**What to work on:** Can you copy all of the material below word for word, leaving every character unchanged?

**Data for processing:**
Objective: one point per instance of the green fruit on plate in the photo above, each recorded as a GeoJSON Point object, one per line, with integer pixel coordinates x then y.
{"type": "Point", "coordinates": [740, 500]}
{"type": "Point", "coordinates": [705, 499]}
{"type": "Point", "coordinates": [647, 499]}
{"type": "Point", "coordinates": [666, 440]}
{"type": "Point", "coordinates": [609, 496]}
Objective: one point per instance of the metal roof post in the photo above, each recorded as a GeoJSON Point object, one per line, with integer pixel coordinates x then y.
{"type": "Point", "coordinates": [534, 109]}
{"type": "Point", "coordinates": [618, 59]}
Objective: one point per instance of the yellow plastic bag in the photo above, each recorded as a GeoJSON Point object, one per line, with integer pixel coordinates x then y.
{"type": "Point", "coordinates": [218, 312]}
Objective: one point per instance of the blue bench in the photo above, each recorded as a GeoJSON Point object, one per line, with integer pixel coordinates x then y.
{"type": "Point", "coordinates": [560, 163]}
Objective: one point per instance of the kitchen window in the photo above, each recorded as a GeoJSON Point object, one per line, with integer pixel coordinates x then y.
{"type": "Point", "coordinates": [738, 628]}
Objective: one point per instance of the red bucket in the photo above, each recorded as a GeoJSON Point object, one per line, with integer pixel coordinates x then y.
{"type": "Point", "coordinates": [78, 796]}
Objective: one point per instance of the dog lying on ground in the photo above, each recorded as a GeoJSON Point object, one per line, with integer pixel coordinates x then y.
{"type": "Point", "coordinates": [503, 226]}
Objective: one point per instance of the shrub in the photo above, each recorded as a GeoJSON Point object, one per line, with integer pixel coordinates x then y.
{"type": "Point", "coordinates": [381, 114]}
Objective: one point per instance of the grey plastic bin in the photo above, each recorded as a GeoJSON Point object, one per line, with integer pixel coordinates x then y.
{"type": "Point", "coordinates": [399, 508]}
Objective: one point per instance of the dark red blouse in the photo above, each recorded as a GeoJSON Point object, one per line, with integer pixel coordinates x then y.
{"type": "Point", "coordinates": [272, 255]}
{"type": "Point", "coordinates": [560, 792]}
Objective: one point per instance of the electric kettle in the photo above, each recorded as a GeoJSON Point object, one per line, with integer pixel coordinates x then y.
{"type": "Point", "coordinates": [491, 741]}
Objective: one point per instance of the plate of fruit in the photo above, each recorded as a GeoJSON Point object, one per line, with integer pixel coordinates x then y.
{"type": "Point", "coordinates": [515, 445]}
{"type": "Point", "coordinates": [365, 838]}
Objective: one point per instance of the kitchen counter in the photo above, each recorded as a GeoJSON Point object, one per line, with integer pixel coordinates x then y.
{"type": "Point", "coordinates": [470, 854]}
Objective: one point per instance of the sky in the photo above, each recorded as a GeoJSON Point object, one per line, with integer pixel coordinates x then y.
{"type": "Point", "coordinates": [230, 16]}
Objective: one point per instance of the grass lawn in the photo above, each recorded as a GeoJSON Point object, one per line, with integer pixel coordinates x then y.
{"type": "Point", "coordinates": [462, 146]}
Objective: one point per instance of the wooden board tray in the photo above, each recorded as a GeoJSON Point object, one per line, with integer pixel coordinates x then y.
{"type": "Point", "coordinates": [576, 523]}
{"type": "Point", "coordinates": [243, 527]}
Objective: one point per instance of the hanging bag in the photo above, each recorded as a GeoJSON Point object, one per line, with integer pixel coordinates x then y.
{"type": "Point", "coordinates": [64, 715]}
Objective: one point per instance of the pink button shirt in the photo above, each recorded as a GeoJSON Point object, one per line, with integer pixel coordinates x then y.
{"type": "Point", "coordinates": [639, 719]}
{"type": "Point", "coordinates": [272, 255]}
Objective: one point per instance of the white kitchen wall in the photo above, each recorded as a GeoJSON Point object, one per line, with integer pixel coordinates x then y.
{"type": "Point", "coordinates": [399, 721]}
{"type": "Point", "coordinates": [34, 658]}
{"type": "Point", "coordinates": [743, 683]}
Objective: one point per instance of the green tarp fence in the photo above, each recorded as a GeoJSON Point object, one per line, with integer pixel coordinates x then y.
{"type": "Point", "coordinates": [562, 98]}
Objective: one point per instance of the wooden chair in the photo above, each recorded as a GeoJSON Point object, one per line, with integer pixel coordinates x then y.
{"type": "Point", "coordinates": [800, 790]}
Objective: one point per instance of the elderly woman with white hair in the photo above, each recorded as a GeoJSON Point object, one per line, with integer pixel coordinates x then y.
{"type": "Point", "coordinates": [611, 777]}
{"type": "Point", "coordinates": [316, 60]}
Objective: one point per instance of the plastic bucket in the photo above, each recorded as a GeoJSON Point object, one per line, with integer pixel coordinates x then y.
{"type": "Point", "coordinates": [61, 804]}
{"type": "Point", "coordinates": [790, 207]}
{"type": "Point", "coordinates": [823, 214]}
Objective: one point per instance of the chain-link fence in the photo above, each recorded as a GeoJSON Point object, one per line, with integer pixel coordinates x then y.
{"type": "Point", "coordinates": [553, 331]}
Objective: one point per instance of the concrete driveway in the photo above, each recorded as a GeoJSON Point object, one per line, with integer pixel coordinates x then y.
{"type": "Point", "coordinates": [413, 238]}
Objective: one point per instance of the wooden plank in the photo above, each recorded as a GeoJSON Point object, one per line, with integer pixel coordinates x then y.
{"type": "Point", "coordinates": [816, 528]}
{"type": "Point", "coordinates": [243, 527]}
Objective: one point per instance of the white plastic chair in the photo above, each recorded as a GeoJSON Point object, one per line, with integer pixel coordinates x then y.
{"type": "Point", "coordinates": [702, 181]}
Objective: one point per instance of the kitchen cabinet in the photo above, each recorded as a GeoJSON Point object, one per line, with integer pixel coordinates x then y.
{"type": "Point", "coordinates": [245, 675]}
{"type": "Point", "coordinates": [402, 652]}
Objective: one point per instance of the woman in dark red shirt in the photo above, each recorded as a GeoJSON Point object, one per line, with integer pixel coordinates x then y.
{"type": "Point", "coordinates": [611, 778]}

**Problem solution:**
Objective: one point per instance of the green fruit on plate in the photo above, each recorded as a GeoJSON Point object, one per line, with integer pixel coordinates x then y.
{"type": "Point", "coordinates": [740, 500]}
{"type": "Point", "coordinates": [705, 499]}
{"type": "Point", "coordinates": [647, 499]}
{"type": "Point", "coordinates": [666, 440]}
{"type": "Point", "coordinates": [609, 496]}
Objective: one point per instance of the metal roof post in the photo above, each recorded as a GeoJSON Point object, one per line, with integer pixel coordinates x then y.
{"type": "Point", "coordinates": [534, 109]}
{"type": "Point", "coordinates": [618, 59]}
Objective: one point per instance of the yellow plastic bag in the photo above, each recorded as a GeoJSON Point object, one per line, with integer pixel coordinates x then y.
{"type": "Point", "coordinates": [218, 312]}
Objective: one point per instance of the blue bench in the photo above, each recorded as a GeoJSON Point object, one per line, with integer pixel coordinates x then y.
{"type": "Point", "coordinates": [560, 163]}
Objective: one point per instance of the kitchen window in the photo above, each recorded as a GeoJSON Point object, one per line, with integer pixel coordinates x then y.
{"type": "Point", "coordinates": [738, 628]}
Objective: one point per instance of the red bucket in the photo above, each recorded as a GeoJSON Point object, one per line, with integer pixel coordinates x then y.
{"type": "Point", "coordinates": [78, 796]}
Objective: one point per instance of the dog lying on ground in the photo above, each recorded as a GeoJSON Point object, one per line, with integer pixel coordinates x then y.
{"type": "Point", "coordinates": [503, 226]}
Objective: one point per instance of the shrub in the photo above, each recorded as a GeoJSON Point object, one per line, with integer pixel coordinates x then y.
{"type": "Point", "coordinates": [381, 114]}
Objective: one point per instance of the grey plastic bin in the photo above, each recorded as a GeoJSON Point object, one per line, with integer pixel coordinates x then y.
{"type": "Point", "coordinates": [399, 508]}
Objective: one point per instance of the dark red blouse in the photo above, each recorded as a GeoJSON Point object, one per line, with integer pixel coordinates x then y.
{"type": "Point", "coordinates": [272, 255]}
{"type": "Point", "coordinates": [560, 792]}
Objective: one point per instance of the electric kettle in the photo above, each recorded as a GeoJSON Point object, one per line, with integer pixel coordinates x then y.
{"type": "Point", "coordinates": [491, 741]}
Objective: one point per instance of the plate of fruit in the photo above, each recorded as a GeoJSON Point object, one per line, with integer pixel coordinates x then y.
{"type": "Point", "coordinates": [515, 445]}
{"type": "Point", "coordinates": [365, 838]}
Objective: one point per instance of the kitchen counter in the photo above, each recorded as a GeoJSON Point object, one per line, with integer pixel coordinates x then y.
{"type": "Point", "coordinates": [470, 854]}
Objective: one point per instance of the sky in the photo above, each recorded as a GeoJSON Point object, one per line, with integer pixel coordinates x then y.
{"type": "Point", "coordinates": [230, 16]}
Objective: one point per instance of the grass lawn in the photo above, each recorded as a GeoJSON Point object, one per line, with integer pixel coordinates x then y.
{"type": "Point", "coordinates": [462, 146]}
Objective: one point per instance of the wooden board tray in the photo above, each recorded as a GeoJSON Point object, one per line, with integer pixel coordinates x then y.
{"type": "Point", "coordinates": [576, 523]}
{"type": "Point", "coordinates": [243, 527]}
Objective: one point per instance of the hanging bag in the photo above, each recorded as a GeoJSON Point object, one per line, with integer pixel coordinates x then y.
{"type": "Point", "coordinates": [64, 715]}
Objective: one point per instance of the pink button shirt in the photo above, each recorded as a GeoJSON Point object, one per line, with integer pixel coordinates x then y.
{"type": "Point", "coordinates": [639, 719]}
{"type": "Point", "coordinates": [272, 255]}
Objective: one point per instance of the white kitchen wall in the photo above, each recorded as a GeoJSON Point object, one per line, with integer pixel coordinates x then y.
{"type": "Point", "coordinates": [399, 721]}
{"type": "Point", "coordinates": [34, 658]}
{"type": "Point", "coordinates": [743, 683]}
Objective: one point per instance of the green tarp fence in the photo above, each recorded as a GeoJSON Point object, one per line, with integer pixel coordinates x then y.
{"type": "Point", "coordinates": [562, 98]}
Objective: one point per instance of the wooden chair in the photo above, each recorded as a GeoJSON Point object, one per line, with integer pixel coordinates x then y.
{"type": "Point", "coordinates": [800, 790]}
Objective: one point per instance of the elderly woman with white hair in the photo above, each recorded as a GeoJSON Point object, one per line, with integer pixel coordinates x then y.
{"type": "Point", "coordinates": [611, 777]}
{"type": "Point", "coordinates": [316, 60]}
Objective: one point per instance of the plastic bucket in the photo above, each recorded as a GeoJSON Point object, one per line, with integer pixel coordinates x then y.
{"type": "Point", "coordinates": [61, 804]}
{"type": "Point", "coordinates": [790, 207]}
{"type": "Point", "coordinates": [823, 214]}
Objective: one point per instance of the chain-link fence in the photo above, each recorded as a GeoJSON Point object, one per line, with integer pixel coordinates x then y.
{"type": "Point", "coordinates": [553, 331]}
Objective: one point per instance of the concrete driveway in the photo above, each recorded as a GeoJSON Point object, one per line, with integer pixel coordinates x then y.
{"type": "Point", "coordinates": [413, 238]}
Objective: one point per instance of the wooden plank in the photo above, each recorded as a GeoJSON Point object, one per line, with integer pixel coordinates x then y.
{"type": "Point", "coordinates": [816, 528]}
{"type": "Point", "coordinates": [243, 527]}
Objective: one point per instance of the white plastic chair in the photo above, each recorded as a GeoJSON Point object, one per line, with integer pixel coordinates x then y.
{"type": "Point", "coordinates": [702, 181]}
Objective: one point per instance of the kitchen cabinet in the photo above, each recorded as a GeoJSON Point object, one per line, with integer pixel coordinates x then y.
{"type": "Point", "coordinates": [245, 675]}
{"type": "Point", "coordinates": [402, 652]}
Objective: one point per instance of the woman in dark red shirt in the photo above, each recorded as a GeoJSON Point object, one per line, with integer pixel coordinates x then y.
{"type": "Point", "coordinates": [611, 778]}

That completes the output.